TASK DETAILS: Could you restate the data below word for word, without its pictures?

[Data entries]
= Beginning of Section =
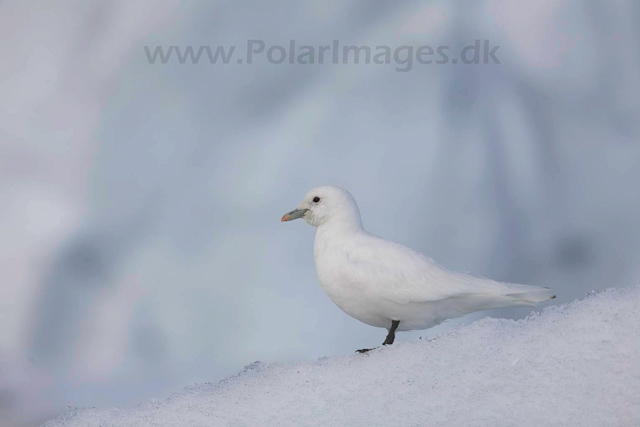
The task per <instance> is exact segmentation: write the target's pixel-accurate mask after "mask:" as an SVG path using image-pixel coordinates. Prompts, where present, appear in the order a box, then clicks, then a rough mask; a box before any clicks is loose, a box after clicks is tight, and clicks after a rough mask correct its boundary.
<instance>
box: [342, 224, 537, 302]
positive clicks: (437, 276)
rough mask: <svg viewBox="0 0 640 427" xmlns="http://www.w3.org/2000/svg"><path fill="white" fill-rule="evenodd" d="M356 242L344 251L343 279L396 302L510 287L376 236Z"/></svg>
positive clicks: (436, 298)
mask: <svg viewBox="0 0 640 427" xmlns="http://www.w3.org/2000/svg"><path fill="white" fill-rule="evenodd" d="M359 243H360V244H356V245H354V246H351V247H350V248H349V249H348V251H347V254H348V255H347V258H348V263H347V266H346V267H345V271H344V274H345V275H346V276H347V277H346V279H347V281H348V282H351V283H354V284H358V286H361V287H366V288H367V289H368V290H369V292H372V293H375V294H377V295H378V296H379V297H380V298H382V299H386V300H390V301H393V302H396V303H398V304H407V303H410V302H426V301H438V300H442V299H446V298H450V297H455V296H460V295H461V294H503V295H504V294H506V293H508V292H509V289H510V285H507V284H505V283H500V282H495V281H493V280H490V279H485V278H480V277H475V276H472V275H468V274H464V273H457V272H453V271H449V270H447V269H445V268H444V267H441V266H439V265H438V264H436V263H435V262H434V261H433V260H431V259H430V258H428V257H426V256H424V255H422V254H420V253H419V252H416V251H414V250H412V249H410V248H407V247H406V246H403V245H401V244H398V243H394V242H390V241H387V240H384V239H381V238H379V237H376V236H372V235H369V236H367V237H366V240H365V241H362V242H359ZM516 286H523V287H524V286H525V285H516ZM531 288H536V287H531Z"/></svg>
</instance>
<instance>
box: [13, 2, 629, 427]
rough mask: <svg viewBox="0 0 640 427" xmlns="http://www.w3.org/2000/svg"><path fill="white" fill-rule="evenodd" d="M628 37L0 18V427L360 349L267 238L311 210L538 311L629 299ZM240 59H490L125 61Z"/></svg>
= End of Section =
RESULT:
The task per <instance> is exact segmentation: write the target's pixel-accurate mask after "mask:" as an SVG path using image-pixel coordinates. Prompts, where present, appear in the order a box, then clicks, then a rough mask; a box before any clicks is loose, a box after clicks is tight, and clicks after a rough mask correct its boundary.
<instance>
box: [342, 224, 537, 302]
positive clicks: (437, 276)
rough mask: <svg viewBox="0 0 640 427" xmlns="http://www.w3.org/2000/svg"><path fill="white" fill-rule="evenodd" d="M356 242L344 251L343 279L396 302L510 287L376 236Z"/></svg>
positive clicks: (436, 298)
mask: <svg viewBox="0 0 640 427" xmlns="http://www.w3.org/2000/svg"><path fill="white" fill-rule="evenodd" d="M359 243H360V244H356V245H354V246H351V247H350V248H349V249H348V251H347V254H348V255H347V258H348V263H347V266H346V267H345V271H344V274H345V275H346V276H347V277H346V279H347V281H348V282H351V283H354V284H358V286H361V287H366V288H367V289H368V290H369V292H372V293H375V294H377V295H378V296H379V297H380V298H382V299H386V300H390V301H393V302H396V303H398V304H407V303H410V302H426V301H438V300H442V299H446V298H450V297H455V296H460V295H461V294H503V295H504V294H506V293H508V292H509V289H510V285H507V284H505V283H500V282H495V281H493V280H490V279H485V278H480V277H475V276H472V275H468V274H464V273H457V272H453V271H449V270H447V269H445V268H444V267H441V266H439V265H438V264H436V263H435V262H434V261H433V260H431V259H430V258H428V257H426V256H424V255H422V254H420V253H419V252H416V251H414V250H412V249H410V248H407V247H406V246H403V245H401V244H398V243H394V242H390V241H387V240H384V239H381V238H379V237H376V236H372V235H369V236H367V237H366V240H365V241H362V242H359ZM516 286H523V287H524V286H525V285H516ZM531 288H536V287H531Z"/></svg>
</instance>
<instance>
box: [13, 2, 629, 427]
rough mask: <svg viewBox="0 0 640 427" xmlns="http://www.w3.org/2000/svg"><path fill="white" fill-rule="evenodd" d="M628 37L0 18V427L360 349L267 238L311 210L538 311L629 299ZM240 59H490L125 61Z"/></svg>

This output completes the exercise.